▶ TEXTE À LIRE
......
Dans les pays occidentaux, le choléra semble n’être qu’un vestige du passé. Pourtant, cette maladie tue encore des dizaines de milliers de personnes chaque année, surtout là où l’eau potable manque. En cause : Vibrio cholerae, une bactérie aquatique capable de disparaître des radars en cessant de se multiplier. Cet état, appelé dormance, la rend insensible aux traitements et prête à revenir à la vie quand on s’y attend le moins.
C’est ce mécanisme qu’a voulu percer le projet SurVi, financé par l’Agence nationale de la recherche (ANR) qui soutient l’excellence de la recherche et l’innovation française sur le plan national, européen et international. À sa tête, Elisa Galli, chercheuse CNRS à l’Institut de biologie intégrative de la cellule[1], s’intéresse à ce moment de bascule, à la chorégraphie moléculaire qui permet à la bactérie de « se mettre en veille »… puis de se réactiver. Une connaissance précieuse pour mieux comprendre les échecs thérapeutiques et les risques de contamination alimentaire.
......
▶ DONNÉES EXTRAITES

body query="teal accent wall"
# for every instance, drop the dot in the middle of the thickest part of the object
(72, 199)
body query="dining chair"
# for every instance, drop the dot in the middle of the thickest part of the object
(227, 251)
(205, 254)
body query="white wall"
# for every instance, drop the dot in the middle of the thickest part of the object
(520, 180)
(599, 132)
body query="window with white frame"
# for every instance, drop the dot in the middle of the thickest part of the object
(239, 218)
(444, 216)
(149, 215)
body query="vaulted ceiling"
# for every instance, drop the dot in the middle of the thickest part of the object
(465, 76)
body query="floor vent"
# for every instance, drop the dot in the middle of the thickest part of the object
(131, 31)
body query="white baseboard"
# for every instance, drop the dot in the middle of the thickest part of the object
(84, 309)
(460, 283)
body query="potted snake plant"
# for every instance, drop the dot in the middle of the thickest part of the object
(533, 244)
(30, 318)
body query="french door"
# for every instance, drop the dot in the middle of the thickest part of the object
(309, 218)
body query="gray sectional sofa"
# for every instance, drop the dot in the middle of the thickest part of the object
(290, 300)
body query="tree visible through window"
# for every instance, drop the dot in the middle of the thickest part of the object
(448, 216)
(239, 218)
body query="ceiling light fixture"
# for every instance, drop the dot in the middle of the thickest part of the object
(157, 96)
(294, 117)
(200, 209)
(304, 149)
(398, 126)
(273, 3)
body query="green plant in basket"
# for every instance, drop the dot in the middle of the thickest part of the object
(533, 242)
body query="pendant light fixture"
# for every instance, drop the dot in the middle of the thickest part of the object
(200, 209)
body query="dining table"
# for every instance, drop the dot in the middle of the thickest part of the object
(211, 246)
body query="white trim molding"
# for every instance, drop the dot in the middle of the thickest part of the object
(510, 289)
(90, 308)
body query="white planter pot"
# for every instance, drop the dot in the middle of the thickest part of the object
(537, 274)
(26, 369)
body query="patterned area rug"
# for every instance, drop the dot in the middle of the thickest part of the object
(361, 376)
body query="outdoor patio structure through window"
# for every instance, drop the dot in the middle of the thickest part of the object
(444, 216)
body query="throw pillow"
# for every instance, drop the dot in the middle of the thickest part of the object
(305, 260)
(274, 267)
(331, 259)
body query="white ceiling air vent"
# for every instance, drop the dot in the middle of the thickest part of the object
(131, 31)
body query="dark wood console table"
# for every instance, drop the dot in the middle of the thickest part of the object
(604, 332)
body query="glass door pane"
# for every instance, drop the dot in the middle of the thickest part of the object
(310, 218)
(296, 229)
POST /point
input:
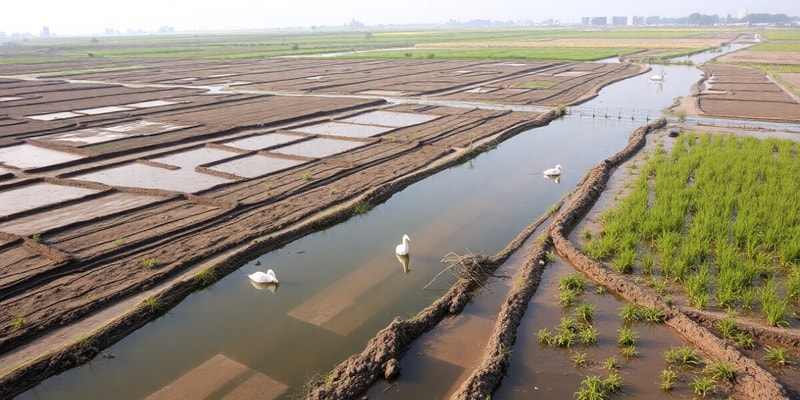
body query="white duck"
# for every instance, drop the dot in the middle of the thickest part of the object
(553, 171)
(402, 248)
(261, 277)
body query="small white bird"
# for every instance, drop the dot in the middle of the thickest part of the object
(553, 171)
(261, 277)
(402, 248)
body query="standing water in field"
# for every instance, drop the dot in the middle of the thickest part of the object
(339, 286)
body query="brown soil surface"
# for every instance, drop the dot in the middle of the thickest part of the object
(86, 258)
(743, 93)
(760, 57)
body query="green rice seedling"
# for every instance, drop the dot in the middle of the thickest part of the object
(647, 263)
(700, 300)
(611, 363)
(793, 283)
(588, 335)
(748, 297)
(543, 336)
(778, 356)
(629, 352)
(627, 336)
(19, 322)
(727, 327)
(668, 378)
(623, 262)
(774, 309)
(744, 340)
(720, 371)
(651, 315)
(697, 287)
(579, 358)
(703, 386)
(567, 297)
(585, 311)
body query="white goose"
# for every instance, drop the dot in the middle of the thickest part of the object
(261, 277)
(402, 248)
(553, 171)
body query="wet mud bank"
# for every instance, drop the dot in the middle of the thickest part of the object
(753, 381)
(219, 259)
(381, 357)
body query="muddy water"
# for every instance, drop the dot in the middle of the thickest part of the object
(340, 286)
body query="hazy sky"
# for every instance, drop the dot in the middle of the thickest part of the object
(67, 17)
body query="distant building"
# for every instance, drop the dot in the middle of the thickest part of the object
(618, 21)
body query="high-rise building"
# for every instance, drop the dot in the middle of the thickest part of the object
(742, 13)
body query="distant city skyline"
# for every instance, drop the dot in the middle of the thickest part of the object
(89, 17)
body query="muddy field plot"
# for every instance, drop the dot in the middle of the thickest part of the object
(738, 92)
(137, 184)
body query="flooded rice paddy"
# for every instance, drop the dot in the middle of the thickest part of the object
(341, 285)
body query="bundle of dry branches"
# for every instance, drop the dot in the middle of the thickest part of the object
(474, 267)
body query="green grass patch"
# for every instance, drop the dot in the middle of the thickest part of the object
(704, 215)
(782, 34)
(501, 53)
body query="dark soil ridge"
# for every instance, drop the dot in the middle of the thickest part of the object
(17, 378)
(753, 381)
(243, 220)
(380, 358)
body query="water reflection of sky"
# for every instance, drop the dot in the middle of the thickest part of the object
(480, 205)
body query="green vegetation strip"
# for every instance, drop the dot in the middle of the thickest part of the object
(281, 43)
(501, 53)
(720, 214)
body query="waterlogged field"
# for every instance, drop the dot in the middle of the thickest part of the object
(718, 220)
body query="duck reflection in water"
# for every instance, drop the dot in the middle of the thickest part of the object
(271, 286)
(556, 179)
(404, 261)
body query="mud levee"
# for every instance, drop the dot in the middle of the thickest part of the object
(380, 359)
(17, 377)
(752, 380)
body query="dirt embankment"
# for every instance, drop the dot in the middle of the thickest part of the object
(381, 357)
(753, 381)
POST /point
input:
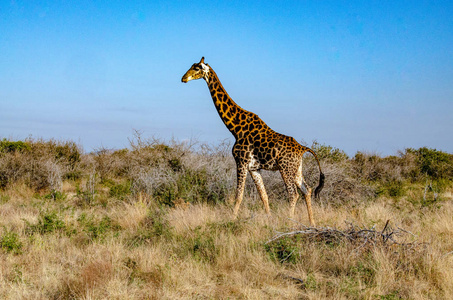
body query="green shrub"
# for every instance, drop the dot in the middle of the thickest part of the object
(7, 146)
(10, 242)
(121, 191)
(47, 223)
(434, 163)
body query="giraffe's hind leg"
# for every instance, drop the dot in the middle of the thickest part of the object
(306, 192)
(241, 177)
(290, 181)
(261, 189)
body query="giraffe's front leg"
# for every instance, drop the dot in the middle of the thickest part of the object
(261, 189)
(241, 177)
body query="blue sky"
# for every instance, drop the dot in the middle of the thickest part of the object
(373, 76)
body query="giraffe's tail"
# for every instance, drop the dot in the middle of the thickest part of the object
(321, 175)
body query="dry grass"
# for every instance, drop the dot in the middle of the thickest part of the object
(155, 223)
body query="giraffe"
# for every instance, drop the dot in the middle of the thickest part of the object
(258, 147)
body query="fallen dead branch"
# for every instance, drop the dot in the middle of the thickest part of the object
(360, 238)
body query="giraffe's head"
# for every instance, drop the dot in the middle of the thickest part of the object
(197, 71)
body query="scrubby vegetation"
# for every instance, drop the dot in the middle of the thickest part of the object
(154, 221)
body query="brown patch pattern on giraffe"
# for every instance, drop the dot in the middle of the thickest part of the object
(257, 146)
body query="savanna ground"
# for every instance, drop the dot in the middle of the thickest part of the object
(154, 221)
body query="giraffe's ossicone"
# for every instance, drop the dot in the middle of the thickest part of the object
(257, 146)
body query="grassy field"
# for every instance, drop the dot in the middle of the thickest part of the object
(154, 221)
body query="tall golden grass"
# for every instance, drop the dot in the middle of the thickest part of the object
(154, 222)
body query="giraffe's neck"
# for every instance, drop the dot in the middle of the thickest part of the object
(230, 113)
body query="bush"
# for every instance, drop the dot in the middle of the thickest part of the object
(7, 146)
(47, 223)
(433, 163)
(10, 242)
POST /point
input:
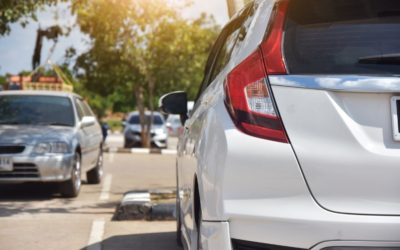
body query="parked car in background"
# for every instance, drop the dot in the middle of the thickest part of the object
(133, 130)
(294, 140)
(49, 137)
(174, 125)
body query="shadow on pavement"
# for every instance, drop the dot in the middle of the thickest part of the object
(151, 241)
(28, 192)
(32, 198)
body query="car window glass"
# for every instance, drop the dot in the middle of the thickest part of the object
(235, 34)
(86, 109)
(135, 119)
(343, 37)
(228, 43)
(36, 110)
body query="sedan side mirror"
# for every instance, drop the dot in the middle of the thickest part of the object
(174, 103)
(88, 121)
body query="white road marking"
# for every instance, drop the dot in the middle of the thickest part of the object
(140, 151)
(105, 191)
(96, 235)
(169, 152)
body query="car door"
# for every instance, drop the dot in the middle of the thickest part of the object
(225, 48)
(88, 136)
(94, 135)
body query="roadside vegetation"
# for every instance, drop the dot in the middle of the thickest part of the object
(138, 51)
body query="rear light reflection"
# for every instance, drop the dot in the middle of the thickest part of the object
(248, 95)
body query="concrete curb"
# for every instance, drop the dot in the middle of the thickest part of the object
(147, 205)
(139, 151)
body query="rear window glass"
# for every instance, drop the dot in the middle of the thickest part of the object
(343, 37)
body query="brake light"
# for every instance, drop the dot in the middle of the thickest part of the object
(248, 94)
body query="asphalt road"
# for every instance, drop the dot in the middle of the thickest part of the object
(34, 217)
(117, 141)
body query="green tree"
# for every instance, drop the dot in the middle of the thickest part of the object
(13, 11)
(142, 49)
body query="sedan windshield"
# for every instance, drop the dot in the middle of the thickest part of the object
(36, 110)
(157, 120)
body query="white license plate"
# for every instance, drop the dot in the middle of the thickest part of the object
(6, 164)
(396, 117)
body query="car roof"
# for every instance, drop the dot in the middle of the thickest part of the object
(146, 112)
(38, 93)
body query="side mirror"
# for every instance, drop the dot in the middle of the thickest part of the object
(88, 121)
(175, 103)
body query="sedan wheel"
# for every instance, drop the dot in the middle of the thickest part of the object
(71, 188)
(94, 176)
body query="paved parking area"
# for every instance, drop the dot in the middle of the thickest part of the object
(35, 217)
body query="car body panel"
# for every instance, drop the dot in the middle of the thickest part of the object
(202, 149)
(50, 167)
(278, 193)
(345, 146)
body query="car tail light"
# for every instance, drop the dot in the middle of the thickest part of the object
(249, 98)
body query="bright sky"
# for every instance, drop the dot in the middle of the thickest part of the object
(17, 48)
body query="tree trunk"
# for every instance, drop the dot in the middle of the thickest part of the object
(151, 84)
(143, 123)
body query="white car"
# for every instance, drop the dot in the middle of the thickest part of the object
(294, 140)
(48, 136)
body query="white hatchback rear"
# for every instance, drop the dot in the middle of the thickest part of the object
(294, 140)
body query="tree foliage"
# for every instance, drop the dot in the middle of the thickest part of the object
(12, 11)
(142, 49)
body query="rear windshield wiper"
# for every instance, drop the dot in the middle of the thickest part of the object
(381, 59)
(59, 124)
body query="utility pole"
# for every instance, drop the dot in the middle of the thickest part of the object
(235, 5)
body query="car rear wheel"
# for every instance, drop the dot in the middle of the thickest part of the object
(178, 224)
(94, 176)
(71, 188)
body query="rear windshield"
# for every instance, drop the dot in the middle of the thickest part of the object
(343, 37)
(36, 110)
(135, 119)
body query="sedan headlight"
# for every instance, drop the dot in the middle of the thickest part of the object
(160, 131)
(51, 148)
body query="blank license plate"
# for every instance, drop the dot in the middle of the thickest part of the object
(396, 117)
(6, 164)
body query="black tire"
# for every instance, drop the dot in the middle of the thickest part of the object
(178, 224)
(94, 176)
(72, 187)
(199, 243)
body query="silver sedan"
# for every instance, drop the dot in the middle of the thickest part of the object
(49, 137)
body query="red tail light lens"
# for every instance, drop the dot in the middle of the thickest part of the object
(248, 96)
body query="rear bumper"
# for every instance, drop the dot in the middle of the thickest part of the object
(299, 222)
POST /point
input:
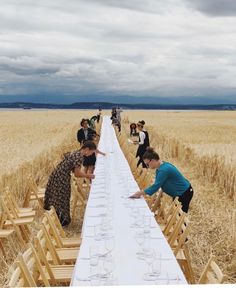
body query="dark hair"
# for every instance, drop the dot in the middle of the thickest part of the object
(93, 118)
(150, 154)
(84, 120)
(89, 144)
......
Selon le texte sur le choléra, sur quels plans l'Agence nationale de la recherche soutient-elle la recherche et l'innovation françaises ? Énumérez-les tous. Les données ne servent pas pour ce travail.

▶ RÉPONSE
National, européen et international.